>> start Stored records

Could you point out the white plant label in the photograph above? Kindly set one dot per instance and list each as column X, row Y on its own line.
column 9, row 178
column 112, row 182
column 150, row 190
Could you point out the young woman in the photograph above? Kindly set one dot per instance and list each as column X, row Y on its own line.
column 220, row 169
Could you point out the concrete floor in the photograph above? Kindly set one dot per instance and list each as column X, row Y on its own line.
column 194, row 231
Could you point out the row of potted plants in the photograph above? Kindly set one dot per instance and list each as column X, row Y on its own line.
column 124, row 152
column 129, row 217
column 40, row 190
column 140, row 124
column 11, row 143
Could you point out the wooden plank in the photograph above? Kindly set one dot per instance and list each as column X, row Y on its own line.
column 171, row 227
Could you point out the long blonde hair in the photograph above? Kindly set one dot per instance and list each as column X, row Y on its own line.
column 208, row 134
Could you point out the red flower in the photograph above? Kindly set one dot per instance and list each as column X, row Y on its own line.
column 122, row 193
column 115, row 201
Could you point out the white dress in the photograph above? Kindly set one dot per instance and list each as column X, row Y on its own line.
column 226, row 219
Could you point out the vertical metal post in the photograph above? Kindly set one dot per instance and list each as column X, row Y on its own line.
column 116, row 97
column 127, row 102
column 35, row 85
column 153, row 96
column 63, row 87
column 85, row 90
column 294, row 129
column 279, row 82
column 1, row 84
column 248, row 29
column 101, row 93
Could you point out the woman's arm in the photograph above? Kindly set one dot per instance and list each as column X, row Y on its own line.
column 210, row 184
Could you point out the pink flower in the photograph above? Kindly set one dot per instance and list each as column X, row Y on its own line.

>> end Stored records

Task to complete – Reproduce every one of the entries above, switching "Kindly" to "Please" wherever it occurs and leaving everything else unchanged.

Response below –
Could you point out the white plant label in the photograph above? Please set one dot per instance and list each as column X, row Y on its own line.
column 9, row 178
column 112, row 182
column 150, row 190
Could you point out the young woman in the photograph above? Please set one dot per instance and list each as column X, row Y on its own line.
column 220, row 169
Could you point out the concrete floor in the photograph above? Please set one dot per instance and list each as column X, row Y on its own line.
column 194, row 231
Could you point out the row of potted plants in the photograph above? Please set one dot per instance and list each as column X, row Y on its own line.
column 124, row 152
column 129, row 217
column 40, row 190
column 140, row 124
column 11, row 143
Could you point out the wooden plank in the photograph above? Please set one dot per instance and list each as column X, row Y on its own line.
column 171, row 227
Could you point out the long blonde hair in the photograph above? Please set one dot per instance and list each as column X, row Y on its own line.
column 208, row 134
Could you point out the red flower in the photograph above? Please set one dot per instance and list each as column X, row Y on its own line.
column 122, row 193
column 115, row 201
Could you point out the white dress in the photograph above? Please set one dot per instance and list each as column X, row Y on its own line.
column 226, row 219
Could you point out the vertical metal post in the photograph above? Please set one dot per instance and list each as column X, row Y on its own line.
column 116, row 97
column 127, row 102
column 35, row 85
column 153, row 96
column 63, row 87
column 85, row 90
column 294, row 129
column 279, row 82
column 1, row 84
column 248, row 29
column 101, row 93
Could you point out the woman's arm in the photograph above? Please set one dot per instance and list each as column X, row Y on its own line.
column 210, row 184
Could you point out the pink flower in the photograph above? Please set one dot per instance and list each as column X, row Y on its own line.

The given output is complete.